GOAL: Render the entries below as a numbered list, omitting blank lines.

ENTRIES SHOWN:

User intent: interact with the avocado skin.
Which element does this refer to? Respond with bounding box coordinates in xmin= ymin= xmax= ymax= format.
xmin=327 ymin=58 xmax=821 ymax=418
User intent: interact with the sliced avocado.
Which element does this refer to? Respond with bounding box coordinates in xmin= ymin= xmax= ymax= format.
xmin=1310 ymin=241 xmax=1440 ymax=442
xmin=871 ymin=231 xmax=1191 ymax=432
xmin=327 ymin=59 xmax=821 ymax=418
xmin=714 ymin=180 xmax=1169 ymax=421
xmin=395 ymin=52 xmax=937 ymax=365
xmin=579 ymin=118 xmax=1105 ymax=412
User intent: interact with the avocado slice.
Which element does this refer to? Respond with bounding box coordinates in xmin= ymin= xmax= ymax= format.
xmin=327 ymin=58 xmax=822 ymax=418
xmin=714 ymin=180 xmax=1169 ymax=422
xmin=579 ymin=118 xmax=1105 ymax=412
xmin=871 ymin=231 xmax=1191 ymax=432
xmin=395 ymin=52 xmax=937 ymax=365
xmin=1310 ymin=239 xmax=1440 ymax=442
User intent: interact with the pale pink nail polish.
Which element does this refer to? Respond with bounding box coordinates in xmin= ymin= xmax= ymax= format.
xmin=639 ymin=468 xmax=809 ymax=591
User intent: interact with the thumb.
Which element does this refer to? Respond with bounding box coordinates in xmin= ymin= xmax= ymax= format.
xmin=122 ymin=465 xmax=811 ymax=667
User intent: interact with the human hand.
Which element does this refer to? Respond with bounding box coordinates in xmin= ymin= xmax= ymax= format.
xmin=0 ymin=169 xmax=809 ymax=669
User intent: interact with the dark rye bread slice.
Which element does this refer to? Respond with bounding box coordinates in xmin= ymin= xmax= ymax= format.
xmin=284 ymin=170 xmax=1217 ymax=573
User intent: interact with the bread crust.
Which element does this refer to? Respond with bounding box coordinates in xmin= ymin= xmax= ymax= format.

WRITTEN ANSWER:
1. User intent: interact with the avocado skin.
2. Which element does this refer to? Respond with bounding box coordinates in xmin= ymin= xmax= ymax= format.
3. xmin=327 ymin=58 xmax=821 ymax=418
4. User intent: interact with the sliced avocado.
5. Which element does this refer to? Respond with bounding box coordinates in xmin= ymin= xmax= ymax= format.
6. xmin=1310 ymin=241 xmax=1440 ymax=442
7. xmin=871 ymin=231 xmax=1191 ymax=432
8. xmin=327 ymin=59 xmax=821 ymax=418
9. xmin=714 ymin=180 xmax=1169 ymax=421
10. xmin=395 ymin=52 xmax=937 ymax=365
11. xmin=579 ymin=118 xmax=1105 ymax=412
12. User intent: interact with the avocado slice.
13. Which element does this refer to? Respond with bounding box coordinates in xmin= ymin= xmax= ymax= format.
14. xmin=327 ymin=58 xmax=822 ymax=418
15. xmin=714 ymin=180 xmax=1169 ymax=422
16. xmin=579 ymin=118 xmax=1105 ymax=412
17. xmin=871 ymin=231 xmax=1191 ymax=432
18. xmin=395 ymin=52 xmax=937 ymax=365
19. xmin=1310 ymin=239 xmax=1440 ymax=442
20. User intent: interact with the pale pink nail polish.
21. Which element does this refer to? Respond with bounding box coordinates in xmin= ymin= xmax= ymax= format.
22. xmin=639 ymin=468 xmax=809 ymax=591
23. User intent: interact with the thumb.
24. Which element does this refer to? Respond with bounding box coordinates in xmin= ymin= xmax= ymax= format.
25. xmin=122 ymin=465 xmax=811 ymax=667
26. User intent: interact with the human hand.
27. Which element does this refer to? Respond with bounding box coordinates in xmin= ymin= xmax= ymax= format.
28. xmin=0 ymin=169 xmax=809 ymax=669
29. User intent: interact with the dark rye bread slice.
30. Which element does this refer to? Respond with bounding box coordinates in xmin= ymin= xmax= ymax= format.
31. xmin=284 ymin=170 xmax=1217 ymax=573
32. User intent: interact with the bread crust.
33. Which element does this refer to? Respond with bounding box coordinates in xmin= ymin= xmax= ymax= format.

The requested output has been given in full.